INSTRUCTION
Turn every line in the entries below into a numbered list, dropping any blank lines.

--- Start of DATA PROVIDED ---

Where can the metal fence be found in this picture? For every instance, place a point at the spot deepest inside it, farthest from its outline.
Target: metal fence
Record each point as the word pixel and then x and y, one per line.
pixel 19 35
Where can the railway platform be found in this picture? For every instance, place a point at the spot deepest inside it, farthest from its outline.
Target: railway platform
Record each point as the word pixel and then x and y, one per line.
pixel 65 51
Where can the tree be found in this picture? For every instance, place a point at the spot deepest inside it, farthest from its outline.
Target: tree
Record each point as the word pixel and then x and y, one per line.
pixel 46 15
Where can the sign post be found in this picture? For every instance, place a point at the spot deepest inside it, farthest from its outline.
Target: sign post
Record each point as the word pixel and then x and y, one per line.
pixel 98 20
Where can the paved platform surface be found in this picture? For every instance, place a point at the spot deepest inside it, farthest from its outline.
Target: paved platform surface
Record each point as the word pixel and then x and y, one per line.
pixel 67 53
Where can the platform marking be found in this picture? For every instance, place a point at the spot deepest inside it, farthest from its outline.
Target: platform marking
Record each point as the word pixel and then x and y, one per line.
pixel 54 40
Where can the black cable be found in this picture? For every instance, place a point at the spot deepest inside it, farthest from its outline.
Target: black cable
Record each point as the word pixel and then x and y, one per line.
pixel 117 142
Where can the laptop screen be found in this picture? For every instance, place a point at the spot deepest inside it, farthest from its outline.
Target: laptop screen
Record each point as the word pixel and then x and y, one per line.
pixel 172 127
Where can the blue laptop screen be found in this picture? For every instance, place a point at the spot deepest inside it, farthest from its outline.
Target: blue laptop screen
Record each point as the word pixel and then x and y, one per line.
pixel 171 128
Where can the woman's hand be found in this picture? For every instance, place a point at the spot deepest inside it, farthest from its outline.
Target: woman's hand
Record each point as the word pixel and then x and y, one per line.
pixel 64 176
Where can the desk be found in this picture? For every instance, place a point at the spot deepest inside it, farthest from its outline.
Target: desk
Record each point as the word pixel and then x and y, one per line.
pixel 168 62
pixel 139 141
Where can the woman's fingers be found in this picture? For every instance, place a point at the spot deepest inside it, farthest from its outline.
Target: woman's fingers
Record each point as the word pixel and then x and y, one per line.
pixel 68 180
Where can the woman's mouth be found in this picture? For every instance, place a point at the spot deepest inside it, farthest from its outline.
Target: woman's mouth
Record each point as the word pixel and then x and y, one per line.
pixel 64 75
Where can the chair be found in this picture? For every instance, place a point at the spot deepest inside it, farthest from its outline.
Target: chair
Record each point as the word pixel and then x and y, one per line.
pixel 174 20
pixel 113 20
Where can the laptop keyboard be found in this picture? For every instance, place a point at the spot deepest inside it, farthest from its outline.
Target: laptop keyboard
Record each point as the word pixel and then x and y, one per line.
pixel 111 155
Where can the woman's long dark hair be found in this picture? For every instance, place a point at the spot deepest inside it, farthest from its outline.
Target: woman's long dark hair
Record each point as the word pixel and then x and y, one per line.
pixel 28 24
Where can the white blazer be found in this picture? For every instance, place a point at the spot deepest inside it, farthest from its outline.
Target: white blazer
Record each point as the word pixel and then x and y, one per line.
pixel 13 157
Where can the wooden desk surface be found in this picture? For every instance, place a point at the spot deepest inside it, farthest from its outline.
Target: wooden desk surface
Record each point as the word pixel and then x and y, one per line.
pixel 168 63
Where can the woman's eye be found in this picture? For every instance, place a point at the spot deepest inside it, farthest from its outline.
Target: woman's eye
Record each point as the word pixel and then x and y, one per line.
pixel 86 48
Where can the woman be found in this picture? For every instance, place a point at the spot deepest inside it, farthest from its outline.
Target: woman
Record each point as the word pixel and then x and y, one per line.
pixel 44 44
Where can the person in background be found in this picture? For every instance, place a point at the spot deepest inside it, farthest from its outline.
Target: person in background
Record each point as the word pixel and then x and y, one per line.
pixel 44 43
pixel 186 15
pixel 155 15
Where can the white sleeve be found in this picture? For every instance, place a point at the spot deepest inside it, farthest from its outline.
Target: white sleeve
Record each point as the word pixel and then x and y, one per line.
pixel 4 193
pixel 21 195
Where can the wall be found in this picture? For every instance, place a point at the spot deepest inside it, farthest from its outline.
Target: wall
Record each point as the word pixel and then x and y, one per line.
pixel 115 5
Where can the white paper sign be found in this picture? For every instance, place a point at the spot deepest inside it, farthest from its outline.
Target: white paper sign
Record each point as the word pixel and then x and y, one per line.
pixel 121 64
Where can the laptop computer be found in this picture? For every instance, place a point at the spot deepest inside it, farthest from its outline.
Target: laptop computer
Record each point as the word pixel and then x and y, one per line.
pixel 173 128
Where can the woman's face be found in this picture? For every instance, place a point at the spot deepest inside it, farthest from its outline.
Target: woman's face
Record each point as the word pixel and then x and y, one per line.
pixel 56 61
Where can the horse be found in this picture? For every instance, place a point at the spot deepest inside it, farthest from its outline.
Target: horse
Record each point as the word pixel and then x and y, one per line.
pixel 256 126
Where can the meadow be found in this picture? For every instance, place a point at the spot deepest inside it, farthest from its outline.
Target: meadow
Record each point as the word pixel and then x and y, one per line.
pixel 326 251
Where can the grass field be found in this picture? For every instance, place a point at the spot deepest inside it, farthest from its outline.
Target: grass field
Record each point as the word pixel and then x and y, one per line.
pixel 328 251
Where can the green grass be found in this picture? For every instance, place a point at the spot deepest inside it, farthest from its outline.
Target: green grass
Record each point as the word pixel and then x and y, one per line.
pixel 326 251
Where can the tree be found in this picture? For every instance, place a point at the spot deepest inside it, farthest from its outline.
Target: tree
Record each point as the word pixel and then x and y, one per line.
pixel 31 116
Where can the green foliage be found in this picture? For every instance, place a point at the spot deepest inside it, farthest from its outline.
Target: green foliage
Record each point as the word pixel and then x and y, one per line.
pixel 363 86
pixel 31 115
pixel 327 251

--- End of DATA PROVIDED ---

EXERCISE ANSWER
1. Where can the metal fence be found in this picture? For every instance, place a point at the spot deepest inside it, farthest from its outline.
2. Target: metal fence
3. Record each point as the word pixel and then x and y, one per line.
4. pixel 19 35
5. Where can the railway platform be found in this picture? For every instance, place a point at the spot deepest inside it, farthest from its outline.
6. Target: railway platform
7. Record each point as the word pixel and then x and y, one per line.
8. pixel 65 51
9. Where can the tree be found in this picture? For every instance, place a point at the spot deepest inside it, farthest from its outline.
10. Target: tree
11. Record each point as the word pixel and then x and y, one per line.
12. pixel 46 15
13. Where can the sign post be found in this picture? For every instance, place a point at the spot deepest inside it, farthest from its outline.
14. Target: sign post
15. Record each point as the word pixel and then x and y, one per line.
16. pixel 98 20
17. Where can the paved platform surface be found in this picture? For every instance, place a point at the spot deepest inside it, farthest from its outline.
18. Target: paved platform surface
19. Record each point as the word pixel and then x and y, one per line.
20. pixel 67 53
21. Where can the platform marking be found in this picture? For every instance, place a point at the spot deepest inside it, farthest from its outline.
22. Target: platform marking
23. Record each point as the word pixel and then x and y, one per line.
24. pixel 54 40
25. Where can the black cable be found in this picture? For every instance, place a point at the spot deepest inside it, farthest from its outline.
26. Target: black cable
27. Record each point as the word pixel and then x and y, one per line.
28. pixel 117 142
29. Where can the laptop screen be found in this picture? For every instance, place a point at the spot deepest inside it, farthest from its outline.
30. Target: laptop screen
31. Record each point as the word pixel and then x and y, one per line.
32. pixel 172 127
33. Where can the blue laptop screen be found in this picture? For every instance, place a point at the spot deepest inside it, farthest from its outline.
34. Target: blue laptop screen
35. Record each point as the word pixel and then x and y, one per line.
36. pixel 171 128
37. Where can the woman's hand be found in this picture? For every instance, place a point at the spot deepest inside it, farthest from its outline.
38. Target: woman's hand
39. Record each point as the word pixel and then x and y, one per line.
40. pixel 64 176
41. Where can the desk be found in this picture? For every instance, place a point at the spot deepest inside it, farthest from its outline.
42. Target: desk
43. Record each point as the word pixel and then x and y, one per line.
44. pixel 168 62
45. pixel 139 141
46. Where can the woman's fingers be found in this picture? For every instance, place a point at the spot deepest inside it, farthest from its outline.
47. Target: woman's fingers
48. Record each point as the word pixel and then x and y, one per line.
49. pixel 68 180
50. Where can the woman's mouth be found in this picture? For every instance, place a point at the spot deepest inside it, farthest from its outline.
51. Target: woman's mouth
52. Record each point as the word pixel and then x and y, one per line.
53. pixel 64 75
54. Where can the chair be found in this picture? For every instance, place a point at the spot deepest inside it, farthest from its outline.
55. Target: chair
56. Record each point as the word pixel and then x and y, one per line.
57. pixel 174 20
58. pixel 113 20
59. Where can the laptop keyboard be found in this picture? For every instance, place a point at the spot deepest inside it, farthest from its outline.
60. Target: laptop keyboard
61. Record each point as the word pixel and then x and y, one per line.
62. pixel 111 155
63. Where can the woman's long dark hair be found in this picture? For every instance, place a point at the spot deepest inside it, farthest from its outline.
64. Target: woman's long dark hair
65. Record each point as the word pixel and then x and y, one per line.
66. pixel 28 24
67. Where can the white blazer be found in this picture? For every instance, place a point at the spot deepest inside it, farthest from its outline.
68. Target: white blazer
69. Record each point as the word pixel and then x and y, one per line.
70. pixel 13 157
71. Where can the wooden desk surface be found in this picture? For every instance, place a point at the spot deepest inside it, farthest from its outline.
72. Target: wooden desk surface
73. Record each point as the word pixel and then x and y, one per line.
74. pixel 168 63
75. Where can the woman's eye be found in this picture? For every instance, place a point at the spot deepest inside it, farthest from its outline.
76. Target: woman's eye
77. Record each point as the word pixel and then x and y, one per line.
78. pixel 86 48
79. Where can the woman be found in this picture? For every instance, place a point at the spot deepest inside it, farthest from its outline.
80. Target: woman
81. Record each point as the word pixel and then x and y, one per line.
82. pixel 44 44
83. Where can the person in background be found in this picture? For every instance, place a point at the spot deepest inside it, farthest from its outline.
84. Target: person in background
85. Record each point as the word pixel and then x and y, one per line.
86. pixel 44 43
87. pixel 186 15
88. pixel 155 15
89. Where can the white sleeve be found in this picture? For every instance, place a point at the spot deepest inside it, farthest from its outline.
90. Target: white sleeve
91. Record each point as the word pixel and then x and y, one per line.
92. pixel 4 193
93. pixel 21 195
94. Where can the wall be found in this picture? For every instance, place a point at the spot deepest inside it, farthest from its outline.
95. Target: wall
96. Record each point as the word pixel and then x and y, one per line.
97. pixel 115 5
98. Where can the white paper sign be found in this picture? For every instance, place a point at the spot deepest inside it, farthest from its outline.
99. Target: white paper sign
100. Record each point as the word pixel and then x and y, one per line.
101. pixel 121 64
102. Where can the laptop computer be found in this picture? For every instance, place a point at the spot deepest inside it, farthest from its outline.
103. Target: laptop computer
104. Record each point as the word pixel and then x and y, one per line.
105. pixel 173 128
106. Where can the woman's face be found in this picture? For every instance, place a point at the spot deepest inside it, farthest from its outline.
107. Target: woman's face
108. Record each point as the word pixel and then x and y, one per line.
109. pixel 56 61
110. Where can the horse be found in this picture? For every instance, place a point at the spot deepest inside it, farthest from its outline.
111. Target: horse
112. Record each point as the word pixel and then x and y, one per line.
113. pixel 256 126
114. Where can the meadow be found in this picture? For every instance, place a point at the spot deepest inside it, farthest from its outline.
115. Target: meadow
116. Record each point as the word pixel and then x and y, one per line.
117. pixel 326 251
118. Where can the grass field be found in this picture? For every instance, place a point at the spot deepest inside it, farthest from its outline.
119. Target: grass field
120. Record each point as the word pixel and then x and y, one per line.
121. pixel 328 251
122. Where can the green grass be found in this picture? For every instance, place a point at the spot deepest inside it, farthest from its outline.
123. Target: green grass
124. Record each point as the word pixel and then x and y, one per line.
125. pixel 326 251
126. Where can the tree be found in this picture? For every instance, place a point at the spot deepest inside it, farthest from its outline.
127. Target: tree
128. Record each point as the word pixel and then x and y, one per line.
129. pixel 31 116
130. Where can the green foliage be found in this picture? For every instance, place a point at the spot deepest inside it, farthest from its outline.
131. Target: green foliage
132. Record each point as the word pixel and then x and y, one per line.
133. pixel 363 86
134. pixel 31 115
135. pixel 327 251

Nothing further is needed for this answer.